_Source_
## Begin

Cluster Accurate Scheduler Estimator For Rescheduling

Users could divide their replicas of a workload into different clusters in terms of available resources of member clusters. When some clusters are lack of resources, scheduler would not assign excessive replicas into these clusters by calling karmada-scheduler-estimator.

Prerequisites

Karmada has been installed

We can install Karmada by referring to quick-start, or directly run hack/local-up-karmada.sh script which is also used to run our E2E cases.

Member cluster component is ready

Ensure that all member clusters have been joined and their corresponding karmada-scheduler-estimator is installed into karmada-host.

You could check by using the following command:

  1. # check whether the member cluster has been joined
  2. $ kubectl get cluster
  3. NAME VERSION MODE READY AGE
  4. member1 v1.19.1 Push True 11m
  5. member2 v1.19.1 Push True 11m
  6. member3 v1.19.1 Pull True 5m12s
  7. # check whether the karmada-scheduler-estimator of a member cluster has been working well
  8. $ kubectl --context karmada-host get pod -n karmada-system | grep estimator
  9. karmada-scheduler-estimator-member1-696b54fd56-xt789 1/1 Running 0 77s
  10. karmada-scheduler-estimator-member2-774fb84c5d-md4wt 1/1 Running 0 75s
  11. karmada-scheduler-estimator-member3-5c7d87f4b4-76gv9 1/1 Running 0 72s
  • If the cluster has not been joined, you could use hack/deploy-agent-and-estimator.sh to deploy both karmada-agent and karmada-scheduler-estimator.
  • If the cluster has been joined already, you could use hack/deploy-scheduler-estimator.sh to only deploy karmada-scheduler-estimator.

Scheduler option ‘—enable-scheduler-estimator’

After all member clusters have been joined and estimators are all ready, please specify the option --enable-scheduler-estimator=true to enable scheduler estimator.

## End

_Records provided_
## Begin

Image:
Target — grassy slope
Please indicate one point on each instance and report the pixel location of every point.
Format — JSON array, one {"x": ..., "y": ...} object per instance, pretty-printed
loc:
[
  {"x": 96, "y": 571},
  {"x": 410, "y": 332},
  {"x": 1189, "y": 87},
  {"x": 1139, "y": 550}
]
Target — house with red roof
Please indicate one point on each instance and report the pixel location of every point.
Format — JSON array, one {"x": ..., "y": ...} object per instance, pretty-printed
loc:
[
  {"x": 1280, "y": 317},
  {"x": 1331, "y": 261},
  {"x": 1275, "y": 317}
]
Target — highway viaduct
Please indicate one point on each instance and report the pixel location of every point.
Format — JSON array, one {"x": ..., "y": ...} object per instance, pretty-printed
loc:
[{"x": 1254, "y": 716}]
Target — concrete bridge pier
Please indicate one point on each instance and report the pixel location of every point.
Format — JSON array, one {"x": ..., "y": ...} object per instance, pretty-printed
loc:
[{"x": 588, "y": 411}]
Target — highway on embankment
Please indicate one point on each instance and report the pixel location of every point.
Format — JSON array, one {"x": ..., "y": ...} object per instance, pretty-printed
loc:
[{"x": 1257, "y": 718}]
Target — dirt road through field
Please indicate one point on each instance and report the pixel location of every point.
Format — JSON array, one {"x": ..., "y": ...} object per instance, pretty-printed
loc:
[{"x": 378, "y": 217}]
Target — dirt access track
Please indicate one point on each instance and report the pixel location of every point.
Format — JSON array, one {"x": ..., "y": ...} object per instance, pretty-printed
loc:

## End

_Work required_
Set down, word for word, the passage of the scheduler estimator page above that starts at "After all member" and stops after "enable scheduler estimator.".

_Solution to this task_
After all member clusters have been joined and estimators are all ready, please specify the option --enable-scheduler-estimator=true to enable scheduler estimator.